_SELECTED PASSAGE_:
((
Archive for March, 2013

Dawn French Rocks Anna’s Top on the Telly

March 23rd, 2013 10:00 am

OK, so we know that you can’t really see it, but we’re still very proud that Dawn French is wearing an Anna Scholz top in her new television ads with Churchill the dog for Churchill Insurance.

Here is a still from the ad in which you can just about see Anna’s lovely georgette lace-up kaftan! We’ll keep you posted if there are any other Anna sightings in the upcoming ad spots.

Read more about the campaign and see the full advert here!

Orso Major to Feature at Weekend Startup Showcase

March 21st, 2013 4:44 pm

On behalf of the online gallery Orso Major, the artwork of our very own sales and production manager, Darren Monaghan, will be on display at this weekend’s Startup Showcase at Somerset House (23rd and 24th March, 2013).

Sponsored by Doug Richard’s School for Creative Startups, this showcase is a two-day celebration of creative entrepreneurship in the UK. It includes a curated Marketplace featuring work from over 100 rising star startups in creative sectors from fashion and design to craft and fine art. Visitors will have the opportunity to shop and attend lectures and workshops.

Tryptique Cerulean Blue and Tryptique Down Pipe Grey by Darren Monaghan

Orso Major is an online gallery, which strives to bring affordable art by up-and-coming artists to one’s home or business. The Gallery offers limited edition photographs and prints, and a series of original charcoal drawings. “While we are an online gallery,” says Director, Gita Joshi, “we have plans for 2013 to mount exhibitions at various locations around London.”

Tryptique Lumo Lights and The Oblique Self by Darren Monaghan

Read more about the upcoming Startup Showcase here!

Cave Couture

March 21st, 2013 10:00 am

The next time you’re adjusting your fascinator to attend Cousin Trudie’s wedding, you may think, why am I doing this? Not in the sense of why am I supporting this wedding which I know is a sham because he’s intellectually inferior to her, he’s a cat person and he’s a Scorpio, so it’ll never work…but more in terms of why the urge to pin feathers to your hair? Well, according to recent studies, you are responding to an ancient urge for feather adornment that goes back as far as Neandertal civilization.
))
_SUPPLIED INFORMATION_:
((
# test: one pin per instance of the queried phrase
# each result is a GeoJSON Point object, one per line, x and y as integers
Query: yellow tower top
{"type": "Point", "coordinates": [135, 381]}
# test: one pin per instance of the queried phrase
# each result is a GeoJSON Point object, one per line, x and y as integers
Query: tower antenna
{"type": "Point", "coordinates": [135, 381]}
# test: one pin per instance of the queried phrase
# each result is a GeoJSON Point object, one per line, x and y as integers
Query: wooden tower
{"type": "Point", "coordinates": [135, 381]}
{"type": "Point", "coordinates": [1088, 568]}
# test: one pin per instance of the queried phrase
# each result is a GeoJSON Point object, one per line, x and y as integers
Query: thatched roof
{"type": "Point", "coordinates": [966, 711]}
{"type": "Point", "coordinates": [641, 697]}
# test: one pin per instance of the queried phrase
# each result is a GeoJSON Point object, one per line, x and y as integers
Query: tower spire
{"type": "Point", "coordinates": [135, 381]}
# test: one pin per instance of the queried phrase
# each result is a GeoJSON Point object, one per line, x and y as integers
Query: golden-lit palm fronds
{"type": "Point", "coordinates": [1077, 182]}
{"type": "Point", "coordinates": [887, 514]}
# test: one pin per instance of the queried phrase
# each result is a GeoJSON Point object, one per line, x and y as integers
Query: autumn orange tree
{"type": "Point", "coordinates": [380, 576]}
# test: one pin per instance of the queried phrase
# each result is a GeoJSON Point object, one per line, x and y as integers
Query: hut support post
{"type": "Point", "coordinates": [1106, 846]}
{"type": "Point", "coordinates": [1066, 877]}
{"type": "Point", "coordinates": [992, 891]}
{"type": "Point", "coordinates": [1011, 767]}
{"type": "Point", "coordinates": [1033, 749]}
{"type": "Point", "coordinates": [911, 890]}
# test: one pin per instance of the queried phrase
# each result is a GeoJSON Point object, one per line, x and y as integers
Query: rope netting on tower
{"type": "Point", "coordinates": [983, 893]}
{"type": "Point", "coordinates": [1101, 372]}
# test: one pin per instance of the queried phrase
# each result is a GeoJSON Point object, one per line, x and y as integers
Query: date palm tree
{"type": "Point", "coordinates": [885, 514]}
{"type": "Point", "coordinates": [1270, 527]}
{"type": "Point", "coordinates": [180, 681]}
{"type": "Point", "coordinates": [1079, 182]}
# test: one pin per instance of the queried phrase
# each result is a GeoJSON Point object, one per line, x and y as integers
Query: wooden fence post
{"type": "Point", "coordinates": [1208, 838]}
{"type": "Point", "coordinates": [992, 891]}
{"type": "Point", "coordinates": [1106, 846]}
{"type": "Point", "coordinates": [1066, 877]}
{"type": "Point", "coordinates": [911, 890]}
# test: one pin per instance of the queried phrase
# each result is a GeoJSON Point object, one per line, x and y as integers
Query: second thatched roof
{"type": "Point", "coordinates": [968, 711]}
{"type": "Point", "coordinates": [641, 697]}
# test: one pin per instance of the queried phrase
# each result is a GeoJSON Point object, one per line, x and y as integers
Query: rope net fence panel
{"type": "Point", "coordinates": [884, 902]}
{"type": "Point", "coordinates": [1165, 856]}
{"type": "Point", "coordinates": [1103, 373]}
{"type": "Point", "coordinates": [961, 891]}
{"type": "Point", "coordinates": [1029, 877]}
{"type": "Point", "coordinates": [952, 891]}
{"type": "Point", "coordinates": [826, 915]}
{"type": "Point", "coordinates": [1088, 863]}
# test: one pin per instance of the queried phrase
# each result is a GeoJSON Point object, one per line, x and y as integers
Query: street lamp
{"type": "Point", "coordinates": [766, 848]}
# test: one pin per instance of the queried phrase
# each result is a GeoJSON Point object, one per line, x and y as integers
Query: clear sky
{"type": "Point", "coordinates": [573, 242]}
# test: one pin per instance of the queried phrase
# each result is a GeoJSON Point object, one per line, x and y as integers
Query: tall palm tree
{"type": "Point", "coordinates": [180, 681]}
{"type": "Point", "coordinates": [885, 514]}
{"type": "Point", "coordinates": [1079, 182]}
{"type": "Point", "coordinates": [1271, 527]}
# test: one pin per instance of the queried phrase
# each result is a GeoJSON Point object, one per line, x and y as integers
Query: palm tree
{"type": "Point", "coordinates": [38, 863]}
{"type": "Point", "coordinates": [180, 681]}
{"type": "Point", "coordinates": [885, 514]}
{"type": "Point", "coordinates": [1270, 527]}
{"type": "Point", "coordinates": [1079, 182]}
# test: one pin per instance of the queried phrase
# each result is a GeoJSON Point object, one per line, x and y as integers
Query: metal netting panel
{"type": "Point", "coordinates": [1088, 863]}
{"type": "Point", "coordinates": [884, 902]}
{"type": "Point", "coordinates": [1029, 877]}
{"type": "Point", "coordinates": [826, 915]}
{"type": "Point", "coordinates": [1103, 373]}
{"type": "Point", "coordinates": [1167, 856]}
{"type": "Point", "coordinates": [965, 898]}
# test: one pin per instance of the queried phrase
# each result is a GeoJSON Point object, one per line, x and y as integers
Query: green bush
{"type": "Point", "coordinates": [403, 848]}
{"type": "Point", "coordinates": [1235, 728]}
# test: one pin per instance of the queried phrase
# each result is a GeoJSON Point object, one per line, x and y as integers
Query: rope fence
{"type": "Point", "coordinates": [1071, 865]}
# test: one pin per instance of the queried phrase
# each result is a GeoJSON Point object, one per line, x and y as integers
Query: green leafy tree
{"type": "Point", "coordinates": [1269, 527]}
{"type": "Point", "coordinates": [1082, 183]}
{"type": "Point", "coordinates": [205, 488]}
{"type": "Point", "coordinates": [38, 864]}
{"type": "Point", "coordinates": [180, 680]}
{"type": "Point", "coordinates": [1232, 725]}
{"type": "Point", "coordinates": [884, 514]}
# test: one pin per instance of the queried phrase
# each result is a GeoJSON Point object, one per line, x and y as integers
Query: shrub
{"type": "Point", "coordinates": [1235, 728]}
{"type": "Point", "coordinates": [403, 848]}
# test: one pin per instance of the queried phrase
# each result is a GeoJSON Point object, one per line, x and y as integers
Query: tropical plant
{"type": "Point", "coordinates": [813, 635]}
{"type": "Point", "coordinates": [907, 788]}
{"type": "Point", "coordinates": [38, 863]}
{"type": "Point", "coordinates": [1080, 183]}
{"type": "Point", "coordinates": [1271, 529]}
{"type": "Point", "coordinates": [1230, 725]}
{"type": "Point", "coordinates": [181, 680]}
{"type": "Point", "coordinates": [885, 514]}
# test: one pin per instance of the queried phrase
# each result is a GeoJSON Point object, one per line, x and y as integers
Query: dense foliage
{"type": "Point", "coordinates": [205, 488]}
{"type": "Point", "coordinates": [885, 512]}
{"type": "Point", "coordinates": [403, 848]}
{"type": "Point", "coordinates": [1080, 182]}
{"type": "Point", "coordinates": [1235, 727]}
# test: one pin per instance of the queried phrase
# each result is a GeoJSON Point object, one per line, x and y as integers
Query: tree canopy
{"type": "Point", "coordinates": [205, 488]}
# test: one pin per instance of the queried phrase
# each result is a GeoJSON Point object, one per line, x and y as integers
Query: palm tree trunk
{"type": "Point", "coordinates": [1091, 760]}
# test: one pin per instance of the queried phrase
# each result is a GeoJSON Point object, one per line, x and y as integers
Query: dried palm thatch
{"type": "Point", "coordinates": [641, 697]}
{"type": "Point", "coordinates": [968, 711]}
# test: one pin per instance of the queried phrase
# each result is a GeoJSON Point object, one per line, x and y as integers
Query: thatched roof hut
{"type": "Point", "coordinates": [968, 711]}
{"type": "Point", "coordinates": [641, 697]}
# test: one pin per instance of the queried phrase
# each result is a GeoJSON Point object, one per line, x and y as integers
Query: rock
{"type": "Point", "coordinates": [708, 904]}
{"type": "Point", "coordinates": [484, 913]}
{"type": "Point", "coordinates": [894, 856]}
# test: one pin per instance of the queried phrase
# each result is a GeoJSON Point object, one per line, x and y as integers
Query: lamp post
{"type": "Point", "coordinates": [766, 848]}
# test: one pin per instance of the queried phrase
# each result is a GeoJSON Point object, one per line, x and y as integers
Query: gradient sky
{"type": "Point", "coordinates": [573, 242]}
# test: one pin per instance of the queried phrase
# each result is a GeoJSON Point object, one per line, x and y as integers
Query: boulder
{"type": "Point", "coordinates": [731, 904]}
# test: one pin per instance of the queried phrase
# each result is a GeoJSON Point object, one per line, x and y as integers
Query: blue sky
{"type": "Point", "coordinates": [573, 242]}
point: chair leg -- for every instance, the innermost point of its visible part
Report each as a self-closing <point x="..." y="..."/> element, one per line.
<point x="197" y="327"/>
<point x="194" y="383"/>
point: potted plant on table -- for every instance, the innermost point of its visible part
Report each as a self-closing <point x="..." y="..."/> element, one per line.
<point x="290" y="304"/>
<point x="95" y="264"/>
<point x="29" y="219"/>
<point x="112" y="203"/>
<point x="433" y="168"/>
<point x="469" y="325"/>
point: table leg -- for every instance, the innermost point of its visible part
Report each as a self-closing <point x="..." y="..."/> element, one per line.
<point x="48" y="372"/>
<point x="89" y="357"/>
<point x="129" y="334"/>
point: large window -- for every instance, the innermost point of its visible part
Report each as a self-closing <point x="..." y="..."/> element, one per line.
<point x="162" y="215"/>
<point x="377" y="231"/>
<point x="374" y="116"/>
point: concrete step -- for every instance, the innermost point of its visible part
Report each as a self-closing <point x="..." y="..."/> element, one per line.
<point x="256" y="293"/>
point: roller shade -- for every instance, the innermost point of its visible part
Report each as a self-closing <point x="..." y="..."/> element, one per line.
))
_TASK TO CARRY OUT_: Transcribe the passage from the March 2013 archive page, starting at "On behalf of" and ending at "24th March, 2013).".

_FULL RESPONSE_:
On behalf of the online gallery Orso Major, the artwork of our very own sales and production manager, Darren Monaghan, will be on display at this weekend’s Startup Showcase at Somerset House (23rd and 24th March, 2013).